> [Texto fornecido]
>>>>>

Dayana Vasconcelos*

Minha gestação foi muito tranquila. Após dois anos de casada, decidimos que era hora de ter nosso bebê.

Escolhemos o nome Davi, de origem hebraica, que significa “amado”, “querido”, “predileto”. Talvez por isso, nosso pequeno sempre foi muito esperado e amado, desde quando ainda estava na minha barriga. Tanto por nós, seus pais, como por toda nossa família.

Eu queria muito o parto normal e estava tudo caminhando para isso. Minha bolsa rompeu na madrugada de uma sexta-feira, fui ao hospital, mas não tive dilatação e tivemos que optar pela cesárea. Em uma sexta-feira antes do Dia das Mães, recebi o meu maior e melhor presente. Davi nasceu com 3,535 kg e 50 cm, saudável e esperto.

Meu príncipe teve desenvolvimento típico até um ano. Andou com 11 meses, piscava, batia palminhas, falava mamã, papá, era sorridente. Quando completou um ano, lentamente, foi deixando de fazer algumas coisas, mas, de verdade, não percebíamos nada diferente até então.

<<<<<

> [Dados de origem]
>>>>>

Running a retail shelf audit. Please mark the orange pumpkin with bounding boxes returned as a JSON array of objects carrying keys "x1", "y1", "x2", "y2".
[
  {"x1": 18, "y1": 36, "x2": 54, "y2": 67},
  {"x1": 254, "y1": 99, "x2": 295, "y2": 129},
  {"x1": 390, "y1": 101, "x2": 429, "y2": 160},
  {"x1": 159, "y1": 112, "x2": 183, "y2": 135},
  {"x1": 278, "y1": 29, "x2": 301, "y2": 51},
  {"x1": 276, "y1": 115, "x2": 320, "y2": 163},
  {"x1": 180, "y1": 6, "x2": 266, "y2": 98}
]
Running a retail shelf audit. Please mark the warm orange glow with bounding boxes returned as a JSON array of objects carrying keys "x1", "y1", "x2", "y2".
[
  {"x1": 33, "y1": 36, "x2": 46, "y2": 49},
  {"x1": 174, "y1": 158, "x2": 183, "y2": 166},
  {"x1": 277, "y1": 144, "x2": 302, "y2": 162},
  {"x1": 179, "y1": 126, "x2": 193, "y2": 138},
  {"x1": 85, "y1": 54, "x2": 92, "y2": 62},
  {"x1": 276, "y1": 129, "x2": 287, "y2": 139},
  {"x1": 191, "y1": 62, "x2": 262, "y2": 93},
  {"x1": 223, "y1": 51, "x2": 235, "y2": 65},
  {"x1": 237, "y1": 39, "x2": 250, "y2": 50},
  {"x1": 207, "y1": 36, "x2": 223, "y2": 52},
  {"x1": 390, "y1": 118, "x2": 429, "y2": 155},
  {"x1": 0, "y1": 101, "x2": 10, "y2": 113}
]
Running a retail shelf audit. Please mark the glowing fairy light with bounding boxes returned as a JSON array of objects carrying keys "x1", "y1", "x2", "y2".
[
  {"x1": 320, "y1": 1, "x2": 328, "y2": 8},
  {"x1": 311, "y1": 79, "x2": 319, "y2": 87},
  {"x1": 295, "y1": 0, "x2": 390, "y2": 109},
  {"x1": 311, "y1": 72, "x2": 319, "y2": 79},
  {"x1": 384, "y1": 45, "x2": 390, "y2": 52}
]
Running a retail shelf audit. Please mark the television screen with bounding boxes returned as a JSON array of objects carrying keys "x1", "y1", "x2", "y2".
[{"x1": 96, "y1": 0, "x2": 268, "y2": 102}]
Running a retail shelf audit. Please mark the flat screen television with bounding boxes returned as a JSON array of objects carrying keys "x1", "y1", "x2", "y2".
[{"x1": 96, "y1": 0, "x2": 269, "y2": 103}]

<<<<<

Digite novamente, sem nenhuma alteração, o trecho do relato sobre o nascimento de Davi começando por "Eu queria muito" e indo até "diferente até então.". As linhas não têm qualquer relação com o relato.

> [Problema resolvido]
Eu queria muito o parto normal e estava tudo caminhando para isso. Minha bolsa rompeu na madrugada de uma sexta-feira, fui ao hospital, mas não tive dilatação e tivemos que optar pela cesárea. Em uma sexta-feira antes do Dia das Mães, recebi o meu maior e melhor presente. Davi nasceu com 3,535 kg e 50 cm, saudável e esperto.

Meu príncipe teve desenvolvimento típico até um ano. Andou com 11 meses, piscava, batia palminhas, falava mamã, papá, era sorridente. Quando completou um ano, lentamente, foi deixando de fazer algumas coisas, mas, de verdade, não percebíamos nada diferente até então.